▶ _Requirement_
From the first line to the last, give the listing again exactly.

=-=-=-=-=

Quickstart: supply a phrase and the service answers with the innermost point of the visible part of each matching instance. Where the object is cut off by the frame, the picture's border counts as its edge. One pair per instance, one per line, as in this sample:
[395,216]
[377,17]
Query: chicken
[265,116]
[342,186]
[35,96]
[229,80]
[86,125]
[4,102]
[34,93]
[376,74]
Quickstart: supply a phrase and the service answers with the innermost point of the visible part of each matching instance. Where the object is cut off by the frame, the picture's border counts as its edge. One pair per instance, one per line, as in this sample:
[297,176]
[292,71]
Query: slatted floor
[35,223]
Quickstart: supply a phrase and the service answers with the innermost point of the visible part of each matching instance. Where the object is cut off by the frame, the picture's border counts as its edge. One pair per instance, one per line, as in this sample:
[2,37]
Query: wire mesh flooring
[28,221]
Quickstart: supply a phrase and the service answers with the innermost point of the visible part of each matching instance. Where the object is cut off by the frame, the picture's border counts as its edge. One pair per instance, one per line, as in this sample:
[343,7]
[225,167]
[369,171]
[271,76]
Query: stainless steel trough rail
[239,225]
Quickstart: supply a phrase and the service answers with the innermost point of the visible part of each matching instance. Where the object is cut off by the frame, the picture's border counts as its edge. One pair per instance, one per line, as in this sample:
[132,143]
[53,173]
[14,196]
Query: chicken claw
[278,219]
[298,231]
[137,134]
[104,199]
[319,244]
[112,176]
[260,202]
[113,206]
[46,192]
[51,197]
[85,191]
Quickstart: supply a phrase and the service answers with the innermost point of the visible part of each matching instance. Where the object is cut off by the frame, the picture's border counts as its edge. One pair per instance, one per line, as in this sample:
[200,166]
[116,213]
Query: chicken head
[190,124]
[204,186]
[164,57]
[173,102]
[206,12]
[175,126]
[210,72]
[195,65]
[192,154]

=-=-=-=-=

▶ _Finished exercise_
Quickstart: supply a phrase and the service answers with the innermost point of the visible part of each matching instance. Where the object is cut off by the frame, the picture's border counts as its edge. One pair per instance, one per line, as in this sample:
[395,216]
[377,17]
Query: chicken
[265,116]
[342,186]
[35,96]
[229,80]
[86,125]
[4,102]
[34,93]
[376,74]
Quickstart: supply a phrase and the service answers with the innermost point of the visible part of each matching instance. Where the object is cut off by the frame, the picture's border counts as its edge. One pair per instance, one per line, as in this sample:
[297,176]
[292,71]
Query: slatted floor
[35,223]
Quickstart: supply a phrase and the service answers with the innermost point of the visible part of each matching instance. Where the object is cut off by the frame, the picture's border counts as its edge. One pair per instance, one per line, as in this sample:
[2,37]
Query: wire mesh flooring
[28,221]
Quickstart: supply a phrase and the service answers with the innermost point of the visible part of each matching instance. Where the object is cut off by the frame, the picture's border counts as its edge. One pair per instance, one per line, as in this sample:
[343,7]
[225,167]
[369,171]
[271,76]
Query: stainless steel trough rail
[239,225]
Quickstart: supply a phrase and the service answers with the innermost point of the visible part of each matching instance. Where the object is cut off by the frame, the picture's border counts as its edge. One pair per instance, one per line, as in this sample:
[132,143]
[53,173]
[14,196]
Query: chicken claw
[278,219]
[298,231]
[137,134]
[104,199]
[319,244]
[112,176]
[260,202]
[113,206]
[46,192]
[51,197]
[85,191]
Quickstart: supply a phrase and the service answers with the innermost point of the visible part of each matching instance. Where the object is cut off by the frame, the picture's border counts as its edge. One pair per instance, one per line, as in this sample:
[200,166]
[116,213]
Query: chicken head
[190,124]
[204,186]
[164,57]
[173,102]
[206,12]
[175,126]
[210,72]
[195,65]
[192,154]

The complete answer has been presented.